* [EXERCISE INSTRUCTIONS] In the juvenile certification text, replace "prosecutor" with "state attorney" and write the text again, beginning with the words "On Behalf of" and stopping after "and adult court?".

* [PROVIDED PASSAGE]
──────
What is certification?

On Behalf of | Sep 29, 2015 | Juvenile Crimes/Delinquency

Depending on the severity of the alleged crime, the court may certify a juvenile defendant as an adult. If a child is successfully certified, the juvenile court will lose jurisdiction over the criminal matter, and the case will be transferred to adult criminal court.

The certification process commences when a prosecutor files a formal request or “motion” after a juvenile delinquency matter has been initiated. A motion to certify a juvenile as an adult can only be filed if certain criteria are met and the child is between 14 and 17 years old.

What is the difference between juvenile court and adult court?

As you can imagine, adult court comes with adult punishments, and sentencing associated with a crime can be much more egregious. This is because juvenile court and adult court have different goals. The main difference is in the way that the two courts treat a guilty offender.

Generally, adult court focuses on public safety. This goal is met by making the victim “whole,” and imposing harsher penalties on the defendant – those that limit his or her rights. On the other hand, juvenile court adopts a more rehabilitative approach to criminal justice. In the end, the court wants to assist the juvenile in becoming a successful, law-abiding member of society. This is achieved through treatment, programming and other means.
──────
* [DATA EXCERPT]
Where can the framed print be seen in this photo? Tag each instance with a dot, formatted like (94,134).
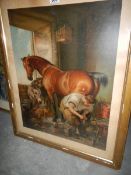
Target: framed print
──────
* [RESPONSE]
On Behalf of | Sep 29, 2015 | Juvenile Crimes/Delinquency

Depending on the severity of the alleged crime, the court may certify a juvenile defendant as an adult. If a child is successfully certified, the juvenile court will lose jurisdiction over the criminal matter, and the case will be transferred to adult criminal court.

The certification process commences when a state attorney files a formal request or “motion” after a juvenile delinquency matter has been initiated. A motion to certify a juvenile as an adult can only be filed if certain criteria are met and the child is between 14 and 17 years old.

What is the difference between juvenile court and adult court?